Gather every line of the records that contains the string "mask", with case counting.
■ ■ ■ ■ ■
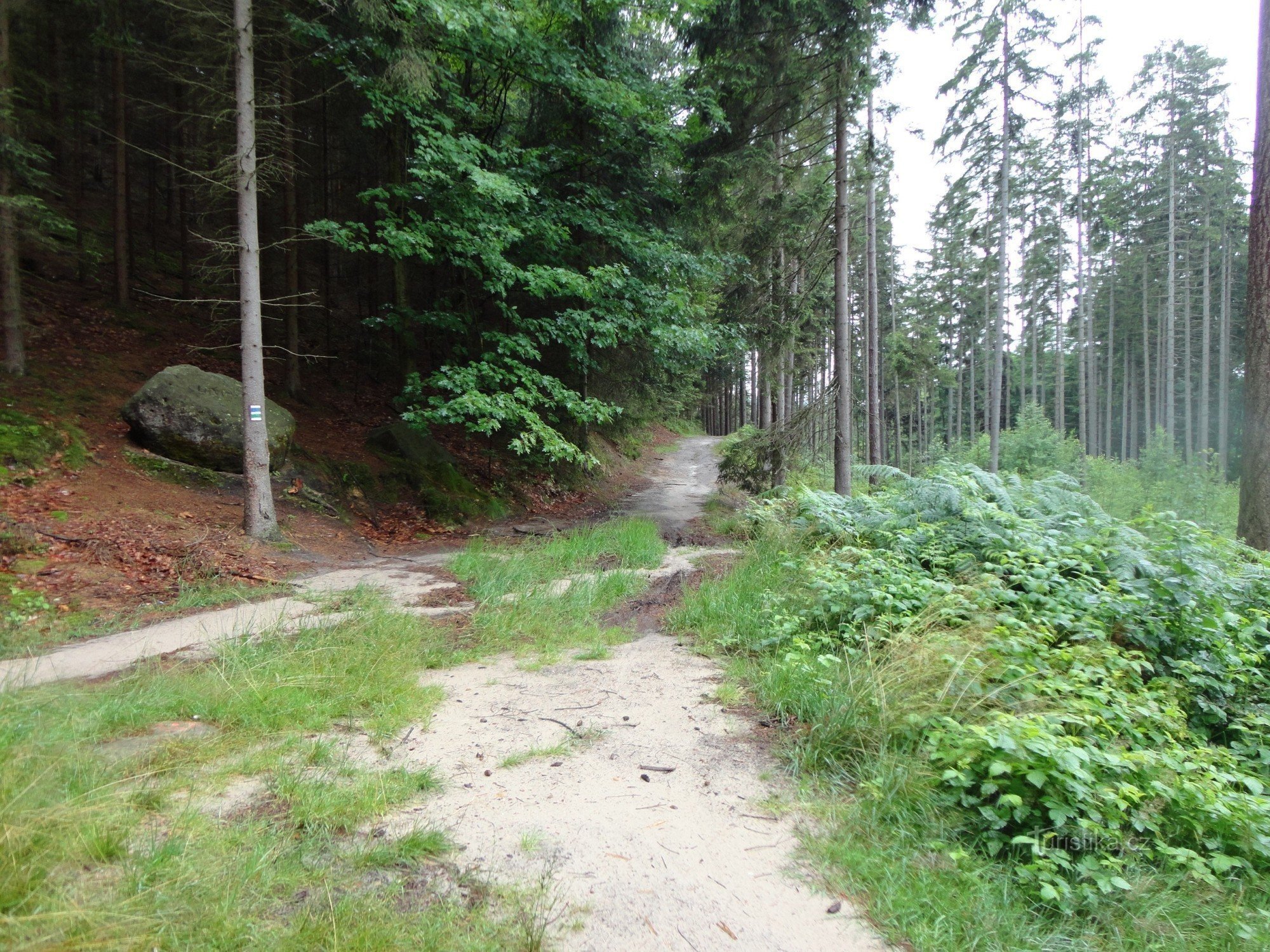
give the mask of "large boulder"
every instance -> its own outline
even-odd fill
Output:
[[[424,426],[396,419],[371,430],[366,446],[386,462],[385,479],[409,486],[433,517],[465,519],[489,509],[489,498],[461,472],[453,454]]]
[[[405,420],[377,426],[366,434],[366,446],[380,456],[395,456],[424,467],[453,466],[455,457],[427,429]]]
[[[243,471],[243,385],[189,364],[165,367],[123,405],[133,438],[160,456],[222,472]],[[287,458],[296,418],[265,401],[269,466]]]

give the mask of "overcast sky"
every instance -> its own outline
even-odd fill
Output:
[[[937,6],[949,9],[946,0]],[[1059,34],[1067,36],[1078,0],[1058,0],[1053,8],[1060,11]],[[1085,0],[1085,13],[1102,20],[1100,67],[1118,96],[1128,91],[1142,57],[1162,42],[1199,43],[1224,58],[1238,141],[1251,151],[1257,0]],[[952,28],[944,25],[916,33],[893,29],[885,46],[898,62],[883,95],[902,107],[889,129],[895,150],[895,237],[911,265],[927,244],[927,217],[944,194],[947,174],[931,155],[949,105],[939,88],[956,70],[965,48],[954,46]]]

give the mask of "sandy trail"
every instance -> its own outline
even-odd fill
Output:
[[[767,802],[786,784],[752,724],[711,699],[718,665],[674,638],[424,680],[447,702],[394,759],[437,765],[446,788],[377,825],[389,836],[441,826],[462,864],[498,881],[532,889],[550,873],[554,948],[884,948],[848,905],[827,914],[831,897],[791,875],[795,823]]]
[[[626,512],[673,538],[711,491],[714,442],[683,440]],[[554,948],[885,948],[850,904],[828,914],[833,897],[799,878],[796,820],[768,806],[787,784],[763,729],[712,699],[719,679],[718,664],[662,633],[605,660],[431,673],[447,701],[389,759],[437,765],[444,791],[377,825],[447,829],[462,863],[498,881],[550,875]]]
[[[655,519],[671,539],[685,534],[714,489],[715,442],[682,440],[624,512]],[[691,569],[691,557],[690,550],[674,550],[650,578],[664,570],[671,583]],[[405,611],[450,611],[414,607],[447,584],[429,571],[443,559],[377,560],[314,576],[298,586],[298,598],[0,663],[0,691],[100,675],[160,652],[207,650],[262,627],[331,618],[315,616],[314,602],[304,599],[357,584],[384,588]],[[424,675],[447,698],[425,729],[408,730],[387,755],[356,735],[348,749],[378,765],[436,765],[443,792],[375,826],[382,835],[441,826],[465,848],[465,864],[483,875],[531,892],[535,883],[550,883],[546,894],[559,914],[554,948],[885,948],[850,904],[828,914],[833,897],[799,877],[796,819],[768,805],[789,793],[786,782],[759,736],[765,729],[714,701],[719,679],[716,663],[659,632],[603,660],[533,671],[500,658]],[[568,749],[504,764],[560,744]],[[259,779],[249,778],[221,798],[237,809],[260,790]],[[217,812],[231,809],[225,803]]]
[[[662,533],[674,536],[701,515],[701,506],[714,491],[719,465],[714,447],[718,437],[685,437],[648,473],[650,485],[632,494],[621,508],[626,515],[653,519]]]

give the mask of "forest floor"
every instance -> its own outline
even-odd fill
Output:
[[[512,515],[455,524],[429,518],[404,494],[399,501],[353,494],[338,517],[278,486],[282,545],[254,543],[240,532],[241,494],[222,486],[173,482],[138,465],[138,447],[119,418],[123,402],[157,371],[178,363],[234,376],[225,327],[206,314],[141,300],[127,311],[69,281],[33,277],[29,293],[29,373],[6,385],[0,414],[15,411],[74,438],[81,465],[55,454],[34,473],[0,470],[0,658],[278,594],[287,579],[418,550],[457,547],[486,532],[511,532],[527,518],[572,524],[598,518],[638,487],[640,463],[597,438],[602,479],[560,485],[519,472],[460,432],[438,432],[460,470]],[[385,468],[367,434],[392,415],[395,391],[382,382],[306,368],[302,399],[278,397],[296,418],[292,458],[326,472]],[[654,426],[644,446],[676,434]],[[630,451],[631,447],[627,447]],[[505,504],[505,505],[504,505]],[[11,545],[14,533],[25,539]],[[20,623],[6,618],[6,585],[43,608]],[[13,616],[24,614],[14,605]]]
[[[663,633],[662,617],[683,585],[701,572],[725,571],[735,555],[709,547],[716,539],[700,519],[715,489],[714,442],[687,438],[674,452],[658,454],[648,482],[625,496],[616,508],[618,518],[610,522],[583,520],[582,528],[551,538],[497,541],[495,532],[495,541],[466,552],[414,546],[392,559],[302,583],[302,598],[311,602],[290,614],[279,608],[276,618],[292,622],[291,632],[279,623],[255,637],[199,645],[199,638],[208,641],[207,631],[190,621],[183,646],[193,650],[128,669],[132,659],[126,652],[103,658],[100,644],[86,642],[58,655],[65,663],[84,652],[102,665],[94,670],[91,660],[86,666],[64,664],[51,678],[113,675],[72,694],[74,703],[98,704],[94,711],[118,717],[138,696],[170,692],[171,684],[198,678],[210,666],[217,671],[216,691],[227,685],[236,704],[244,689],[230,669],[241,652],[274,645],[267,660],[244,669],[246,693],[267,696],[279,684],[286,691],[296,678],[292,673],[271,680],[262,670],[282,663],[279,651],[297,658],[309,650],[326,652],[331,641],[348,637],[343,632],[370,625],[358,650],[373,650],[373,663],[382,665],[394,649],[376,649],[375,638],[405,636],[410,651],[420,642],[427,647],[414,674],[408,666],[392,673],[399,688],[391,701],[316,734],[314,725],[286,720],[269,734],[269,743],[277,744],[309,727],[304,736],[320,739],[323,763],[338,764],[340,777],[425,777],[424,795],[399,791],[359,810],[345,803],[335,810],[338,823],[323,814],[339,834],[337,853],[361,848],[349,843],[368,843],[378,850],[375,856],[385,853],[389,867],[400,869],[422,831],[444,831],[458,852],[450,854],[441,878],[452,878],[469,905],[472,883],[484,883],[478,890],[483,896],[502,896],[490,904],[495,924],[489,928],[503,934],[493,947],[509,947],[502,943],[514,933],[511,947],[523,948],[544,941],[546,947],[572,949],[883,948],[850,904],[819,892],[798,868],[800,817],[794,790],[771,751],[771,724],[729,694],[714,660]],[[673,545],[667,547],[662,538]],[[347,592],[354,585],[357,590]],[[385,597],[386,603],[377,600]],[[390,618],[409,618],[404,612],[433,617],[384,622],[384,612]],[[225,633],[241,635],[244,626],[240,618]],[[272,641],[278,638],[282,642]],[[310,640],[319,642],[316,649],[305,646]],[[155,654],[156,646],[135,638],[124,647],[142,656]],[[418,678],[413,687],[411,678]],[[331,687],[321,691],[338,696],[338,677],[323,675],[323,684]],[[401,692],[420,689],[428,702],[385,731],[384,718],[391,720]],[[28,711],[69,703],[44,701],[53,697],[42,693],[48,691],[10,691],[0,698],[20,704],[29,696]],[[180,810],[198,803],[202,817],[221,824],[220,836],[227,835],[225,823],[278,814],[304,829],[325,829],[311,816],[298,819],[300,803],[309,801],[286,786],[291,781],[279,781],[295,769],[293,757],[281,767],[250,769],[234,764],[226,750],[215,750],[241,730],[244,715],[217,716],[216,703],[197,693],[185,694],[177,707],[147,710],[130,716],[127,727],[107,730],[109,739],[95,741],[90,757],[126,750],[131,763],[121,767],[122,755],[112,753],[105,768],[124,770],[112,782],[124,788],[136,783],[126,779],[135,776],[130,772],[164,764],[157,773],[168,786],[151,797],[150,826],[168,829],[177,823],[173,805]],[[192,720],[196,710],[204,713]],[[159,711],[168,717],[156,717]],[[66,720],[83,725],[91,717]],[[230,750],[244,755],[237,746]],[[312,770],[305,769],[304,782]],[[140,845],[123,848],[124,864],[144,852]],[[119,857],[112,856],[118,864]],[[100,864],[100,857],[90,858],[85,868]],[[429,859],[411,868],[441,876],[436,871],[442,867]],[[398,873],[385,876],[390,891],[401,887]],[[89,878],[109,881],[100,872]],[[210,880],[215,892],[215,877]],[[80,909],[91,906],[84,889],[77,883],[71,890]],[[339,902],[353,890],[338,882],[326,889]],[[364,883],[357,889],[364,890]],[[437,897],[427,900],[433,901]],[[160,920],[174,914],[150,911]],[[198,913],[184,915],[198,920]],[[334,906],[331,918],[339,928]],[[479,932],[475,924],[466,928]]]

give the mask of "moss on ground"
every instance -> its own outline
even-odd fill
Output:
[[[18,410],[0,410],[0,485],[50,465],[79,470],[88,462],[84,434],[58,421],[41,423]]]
■ ■ ■ ■ ■
◆ **Written response**
give the mask of "large boulder"
give the mask of "overcast sky"
give the mask of "sandy trail"
give the mask of "forest floor"
give the mask of "moss on ground"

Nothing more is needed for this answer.